-- start PAGE EXCERPT --

Ana de nadie is a Colombian telenovela produced by RCN Televisión. It premiered on 1 March 2023. The series is an adaptation of the 1993 telenovela Señora Isabel, which most recent popular version was Si nos dejan. It stars Paola Turbay, Sebastián Carvajal, and Jorge Enrique Abello.

Plot 
Ana Ocampo (Paola Turbay) is a 50-year-old woman who will have to face a divorce, after she discovers that her husband, Horacio (Jorge Enrique Abello), is unfaithful with a much younger woman, Adelaida Gómez (Laura Archbold). In the midst of her loneliness, Ana discovers that the end of her marriage will become a second chance for her as she enjoys her new life and becomes a stronger woman. She ends up meeting Joaquín Cortés (Sebastián Carvajal), who, after meeting Ana, assures her that she is the woman of his life. Meanwhile, Horacio realizes that ending his relationship with Ana was a mistake.

-- end PAGE EXCERPT --
-- start DATASET --

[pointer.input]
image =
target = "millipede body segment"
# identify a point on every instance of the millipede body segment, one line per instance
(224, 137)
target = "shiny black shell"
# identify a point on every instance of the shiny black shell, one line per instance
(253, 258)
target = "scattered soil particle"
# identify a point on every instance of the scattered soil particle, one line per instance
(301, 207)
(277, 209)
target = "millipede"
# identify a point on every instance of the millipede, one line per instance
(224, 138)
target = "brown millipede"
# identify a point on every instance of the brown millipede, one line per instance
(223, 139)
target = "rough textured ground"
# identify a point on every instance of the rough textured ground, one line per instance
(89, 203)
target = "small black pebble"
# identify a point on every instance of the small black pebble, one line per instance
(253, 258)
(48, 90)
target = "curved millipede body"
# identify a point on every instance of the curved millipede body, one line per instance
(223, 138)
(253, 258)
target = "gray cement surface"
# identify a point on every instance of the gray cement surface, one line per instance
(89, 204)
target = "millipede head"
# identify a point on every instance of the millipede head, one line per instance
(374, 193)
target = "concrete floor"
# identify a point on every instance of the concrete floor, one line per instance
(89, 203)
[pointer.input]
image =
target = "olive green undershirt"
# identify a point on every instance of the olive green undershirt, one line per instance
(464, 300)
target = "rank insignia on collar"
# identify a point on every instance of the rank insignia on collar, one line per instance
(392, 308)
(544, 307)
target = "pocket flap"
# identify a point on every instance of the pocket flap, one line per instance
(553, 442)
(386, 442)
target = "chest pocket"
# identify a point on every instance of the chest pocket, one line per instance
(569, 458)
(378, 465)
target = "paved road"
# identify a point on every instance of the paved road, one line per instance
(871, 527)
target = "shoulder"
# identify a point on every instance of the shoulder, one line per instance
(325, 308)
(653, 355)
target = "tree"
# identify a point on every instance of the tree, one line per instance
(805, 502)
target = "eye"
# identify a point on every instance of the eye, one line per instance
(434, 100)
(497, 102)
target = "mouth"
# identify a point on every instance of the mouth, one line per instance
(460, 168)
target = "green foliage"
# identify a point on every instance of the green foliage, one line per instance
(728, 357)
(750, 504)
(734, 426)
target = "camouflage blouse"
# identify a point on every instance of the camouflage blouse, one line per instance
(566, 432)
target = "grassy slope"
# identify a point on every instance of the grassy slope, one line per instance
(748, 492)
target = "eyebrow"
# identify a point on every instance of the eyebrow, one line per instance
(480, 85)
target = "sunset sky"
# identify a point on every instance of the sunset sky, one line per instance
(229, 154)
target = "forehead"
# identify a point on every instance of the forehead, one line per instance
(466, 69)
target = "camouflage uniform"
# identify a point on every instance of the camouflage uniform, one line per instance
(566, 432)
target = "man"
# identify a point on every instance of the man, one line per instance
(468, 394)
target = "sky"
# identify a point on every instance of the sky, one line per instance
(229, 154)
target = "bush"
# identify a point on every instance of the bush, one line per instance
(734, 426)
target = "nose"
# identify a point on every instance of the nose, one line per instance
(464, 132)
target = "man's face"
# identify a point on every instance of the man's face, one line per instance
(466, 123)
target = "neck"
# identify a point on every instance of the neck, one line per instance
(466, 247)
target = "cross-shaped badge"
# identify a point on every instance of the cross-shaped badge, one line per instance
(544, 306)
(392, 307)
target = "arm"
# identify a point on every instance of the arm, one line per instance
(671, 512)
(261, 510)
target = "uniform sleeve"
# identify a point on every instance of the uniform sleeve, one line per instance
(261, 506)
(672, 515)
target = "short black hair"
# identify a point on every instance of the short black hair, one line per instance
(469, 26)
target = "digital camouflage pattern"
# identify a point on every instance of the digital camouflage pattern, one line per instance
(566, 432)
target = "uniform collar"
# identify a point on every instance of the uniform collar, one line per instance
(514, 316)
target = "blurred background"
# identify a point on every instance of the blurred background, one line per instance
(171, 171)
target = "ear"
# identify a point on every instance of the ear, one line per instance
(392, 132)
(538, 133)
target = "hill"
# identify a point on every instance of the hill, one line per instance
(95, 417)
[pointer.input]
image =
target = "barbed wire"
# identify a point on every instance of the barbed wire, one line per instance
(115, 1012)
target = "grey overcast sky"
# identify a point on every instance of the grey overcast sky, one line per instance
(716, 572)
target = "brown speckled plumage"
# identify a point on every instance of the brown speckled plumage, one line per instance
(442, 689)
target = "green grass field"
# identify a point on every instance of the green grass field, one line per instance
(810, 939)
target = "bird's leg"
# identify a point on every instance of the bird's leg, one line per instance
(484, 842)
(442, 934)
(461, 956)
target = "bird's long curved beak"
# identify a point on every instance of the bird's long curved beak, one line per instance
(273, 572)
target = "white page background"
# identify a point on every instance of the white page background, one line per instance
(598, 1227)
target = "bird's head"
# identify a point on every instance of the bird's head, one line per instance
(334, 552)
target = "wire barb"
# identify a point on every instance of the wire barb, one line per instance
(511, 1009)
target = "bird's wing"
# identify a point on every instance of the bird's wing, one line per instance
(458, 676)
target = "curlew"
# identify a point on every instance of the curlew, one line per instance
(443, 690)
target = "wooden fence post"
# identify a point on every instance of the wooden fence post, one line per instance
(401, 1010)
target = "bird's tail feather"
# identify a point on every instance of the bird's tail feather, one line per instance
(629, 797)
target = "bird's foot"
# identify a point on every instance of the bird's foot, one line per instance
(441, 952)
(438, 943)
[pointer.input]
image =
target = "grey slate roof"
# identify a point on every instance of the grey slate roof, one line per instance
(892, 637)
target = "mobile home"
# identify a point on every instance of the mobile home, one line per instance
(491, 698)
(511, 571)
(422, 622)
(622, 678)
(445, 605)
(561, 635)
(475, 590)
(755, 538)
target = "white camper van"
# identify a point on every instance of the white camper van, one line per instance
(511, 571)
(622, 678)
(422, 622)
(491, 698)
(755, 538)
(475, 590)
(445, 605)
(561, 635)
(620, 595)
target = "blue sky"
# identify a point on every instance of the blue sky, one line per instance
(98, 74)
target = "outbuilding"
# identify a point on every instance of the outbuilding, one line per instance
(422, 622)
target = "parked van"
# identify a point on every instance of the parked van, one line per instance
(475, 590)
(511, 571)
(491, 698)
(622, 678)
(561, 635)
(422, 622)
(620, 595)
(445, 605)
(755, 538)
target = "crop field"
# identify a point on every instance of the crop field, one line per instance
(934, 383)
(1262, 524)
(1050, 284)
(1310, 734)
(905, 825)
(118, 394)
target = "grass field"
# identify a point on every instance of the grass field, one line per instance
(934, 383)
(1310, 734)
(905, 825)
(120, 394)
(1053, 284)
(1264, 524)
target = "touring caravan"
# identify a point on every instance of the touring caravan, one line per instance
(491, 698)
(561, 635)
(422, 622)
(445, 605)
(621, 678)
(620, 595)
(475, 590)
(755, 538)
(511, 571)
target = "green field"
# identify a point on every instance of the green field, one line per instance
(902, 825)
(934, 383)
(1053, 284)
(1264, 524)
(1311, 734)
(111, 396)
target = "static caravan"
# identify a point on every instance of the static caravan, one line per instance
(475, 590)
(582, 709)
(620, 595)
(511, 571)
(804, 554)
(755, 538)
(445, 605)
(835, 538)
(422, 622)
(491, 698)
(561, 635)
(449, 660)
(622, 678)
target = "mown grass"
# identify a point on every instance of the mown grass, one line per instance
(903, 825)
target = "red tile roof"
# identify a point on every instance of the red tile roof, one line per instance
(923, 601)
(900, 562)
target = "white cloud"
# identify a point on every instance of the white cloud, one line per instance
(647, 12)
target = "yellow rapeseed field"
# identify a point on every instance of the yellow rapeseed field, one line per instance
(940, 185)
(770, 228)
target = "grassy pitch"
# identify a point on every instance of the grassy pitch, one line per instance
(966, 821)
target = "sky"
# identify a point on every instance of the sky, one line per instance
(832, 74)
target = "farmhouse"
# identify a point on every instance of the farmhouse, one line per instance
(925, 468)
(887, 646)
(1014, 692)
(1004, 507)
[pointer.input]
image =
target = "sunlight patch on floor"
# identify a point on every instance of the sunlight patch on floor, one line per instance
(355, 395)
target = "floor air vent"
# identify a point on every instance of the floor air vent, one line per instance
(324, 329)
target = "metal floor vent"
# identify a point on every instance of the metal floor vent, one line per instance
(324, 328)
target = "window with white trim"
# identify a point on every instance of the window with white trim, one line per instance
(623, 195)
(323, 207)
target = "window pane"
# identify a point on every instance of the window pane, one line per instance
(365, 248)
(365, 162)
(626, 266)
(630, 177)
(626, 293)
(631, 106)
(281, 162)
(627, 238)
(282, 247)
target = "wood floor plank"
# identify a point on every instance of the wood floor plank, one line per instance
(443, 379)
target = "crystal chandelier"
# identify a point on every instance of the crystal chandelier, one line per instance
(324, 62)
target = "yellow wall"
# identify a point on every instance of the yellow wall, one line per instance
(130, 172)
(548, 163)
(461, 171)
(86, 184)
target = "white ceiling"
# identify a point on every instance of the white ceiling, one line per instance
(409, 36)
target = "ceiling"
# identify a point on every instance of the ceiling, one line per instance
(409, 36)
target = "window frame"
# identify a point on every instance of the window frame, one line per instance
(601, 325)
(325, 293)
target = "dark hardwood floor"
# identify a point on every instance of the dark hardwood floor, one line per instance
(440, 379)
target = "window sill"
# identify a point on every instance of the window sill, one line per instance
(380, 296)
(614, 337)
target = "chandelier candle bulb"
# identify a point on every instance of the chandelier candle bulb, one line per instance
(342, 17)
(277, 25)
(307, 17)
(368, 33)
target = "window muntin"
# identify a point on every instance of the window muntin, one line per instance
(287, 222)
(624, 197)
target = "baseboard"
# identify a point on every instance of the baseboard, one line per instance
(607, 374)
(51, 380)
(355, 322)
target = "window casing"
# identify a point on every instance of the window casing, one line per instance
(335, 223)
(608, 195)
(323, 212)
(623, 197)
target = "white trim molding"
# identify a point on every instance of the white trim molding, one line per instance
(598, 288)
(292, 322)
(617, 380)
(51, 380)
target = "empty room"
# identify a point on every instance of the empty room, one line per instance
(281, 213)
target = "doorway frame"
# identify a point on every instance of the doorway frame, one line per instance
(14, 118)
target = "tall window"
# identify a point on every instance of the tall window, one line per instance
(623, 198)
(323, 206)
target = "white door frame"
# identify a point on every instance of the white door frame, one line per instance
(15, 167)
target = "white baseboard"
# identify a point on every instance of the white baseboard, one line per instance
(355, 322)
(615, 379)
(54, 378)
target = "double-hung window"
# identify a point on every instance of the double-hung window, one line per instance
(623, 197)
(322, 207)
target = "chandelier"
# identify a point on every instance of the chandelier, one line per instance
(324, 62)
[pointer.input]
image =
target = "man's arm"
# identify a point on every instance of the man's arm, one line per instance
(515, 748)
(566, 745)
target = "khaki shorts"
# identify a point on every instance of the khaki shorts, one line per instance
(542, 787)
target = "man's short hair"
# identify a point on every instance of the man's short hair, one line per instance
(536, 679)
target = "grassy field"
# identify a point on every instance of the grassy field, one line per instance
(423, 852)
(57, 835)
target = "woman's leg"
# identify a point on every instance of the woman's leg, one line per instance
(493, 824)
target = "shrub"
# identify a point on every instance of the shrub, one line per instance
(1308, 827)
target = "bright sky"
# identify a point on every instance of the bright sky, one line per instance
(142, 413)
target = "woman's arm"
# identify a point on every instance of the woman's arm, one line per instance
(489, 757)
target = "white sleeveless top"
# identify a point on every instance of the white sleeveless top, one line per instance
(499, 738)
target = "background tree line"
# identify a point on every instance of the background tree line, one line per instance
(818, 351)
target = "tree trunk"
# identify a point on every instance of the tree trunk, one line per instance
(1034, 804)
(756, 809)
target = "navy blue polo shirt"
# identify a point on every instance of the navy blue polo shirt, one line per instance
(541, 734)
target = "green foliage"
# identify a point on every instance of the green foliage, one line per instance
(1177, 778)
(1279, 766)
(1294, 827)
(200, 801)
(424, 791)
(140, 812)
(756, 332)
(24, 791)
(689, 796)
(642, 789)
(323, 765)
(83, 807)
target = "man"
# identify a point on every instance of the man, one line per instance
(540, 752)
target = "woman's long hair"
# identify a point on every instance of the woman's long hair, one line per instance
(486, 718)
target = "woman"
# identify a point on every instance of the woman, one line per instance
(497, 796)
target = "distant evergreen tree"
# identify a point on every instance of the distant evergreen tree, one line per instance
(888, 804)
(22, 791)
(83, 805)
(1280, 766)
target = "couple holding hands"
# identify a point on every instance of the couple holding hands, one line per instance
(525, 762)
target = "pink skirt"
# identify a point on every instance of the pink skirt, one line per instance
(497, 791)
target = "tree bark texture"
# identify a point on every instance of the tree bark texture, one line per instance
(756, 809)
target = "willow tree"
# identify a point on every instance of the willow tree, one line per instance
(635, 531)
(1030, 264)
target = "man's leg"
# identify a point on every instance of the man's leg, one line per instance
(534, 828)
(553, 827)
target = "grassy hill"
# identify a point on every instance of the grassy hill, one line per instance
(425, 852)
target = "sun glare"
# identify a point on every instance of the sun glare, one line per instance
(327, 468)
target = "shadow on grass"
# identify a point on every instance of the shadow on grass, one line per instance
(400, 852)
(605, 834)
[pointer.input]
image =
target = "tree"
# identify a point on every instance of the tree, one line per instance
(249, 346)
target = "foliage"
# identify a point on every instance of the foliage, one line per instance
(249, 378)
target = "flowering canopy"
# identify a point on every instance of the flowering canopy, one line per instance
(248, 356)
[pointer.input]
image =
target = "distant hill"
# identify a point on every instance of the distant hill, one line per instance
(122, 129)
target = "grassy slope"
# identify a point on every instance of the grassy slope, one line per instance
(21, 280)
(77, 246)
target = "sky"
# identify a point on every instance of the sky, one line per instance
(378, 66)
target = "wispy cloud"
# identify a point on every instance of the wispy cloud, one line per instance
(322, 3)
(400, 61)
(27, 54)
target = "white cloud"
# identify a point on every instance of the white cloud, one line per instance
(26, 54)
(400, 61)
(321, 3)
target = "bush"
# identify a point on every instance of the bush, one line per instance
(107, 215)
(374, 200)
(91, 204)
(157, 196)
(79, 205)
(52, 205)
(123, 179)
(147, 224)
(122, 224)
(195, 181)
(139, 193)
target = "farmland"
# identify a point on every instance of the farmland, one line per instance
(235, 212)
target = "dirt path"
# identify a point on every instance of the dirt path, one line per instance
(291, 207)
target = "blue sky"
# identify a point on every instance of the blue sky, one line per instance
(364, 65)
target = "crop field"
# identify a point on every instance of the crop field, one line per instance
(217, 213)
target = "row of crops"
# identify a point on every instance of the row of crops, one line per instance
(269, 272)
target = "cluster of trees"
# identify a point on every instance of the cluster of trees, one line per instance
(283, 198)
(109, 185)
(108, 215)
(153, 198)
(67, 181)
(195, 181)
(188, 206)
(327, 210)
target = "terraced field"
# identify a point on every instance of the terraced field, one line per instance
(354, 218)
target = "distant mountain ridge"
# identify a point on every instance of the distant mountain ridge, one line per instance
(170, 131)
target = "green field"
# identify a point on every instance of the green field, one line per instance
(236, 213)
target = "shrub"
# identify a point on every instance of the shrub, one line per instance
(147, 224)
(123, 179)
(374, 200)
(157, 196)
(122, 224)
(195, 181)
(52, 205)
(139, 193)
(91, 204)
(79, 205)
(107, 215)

-- end DATASET --

STATED PROBLEM A
In the Ana de nadie article, rewrite the part that opens with the words containing "Ana de nadie" and closes with "Jorge Enrique Abello.", putting "debuted" in place of "premiered".
STATED PROBLEM B
According to the Ana de nadie article, which actor plays Ana's husband, Horacio?

WRITTEN REPLY A
Ana de nadie is a Colombian telenovela produced by RCN Televisión. It debuted on 1 March 2023. The series is an adaptation of the 1993 telenovela Señora Isabel, which most recent popular version was Si nos dejan. It stars Paola Turbay, Sebastián Carvajal, and Jorge Enrique Abello.

WRITTEN REPLY B
Jorge Enrique Abello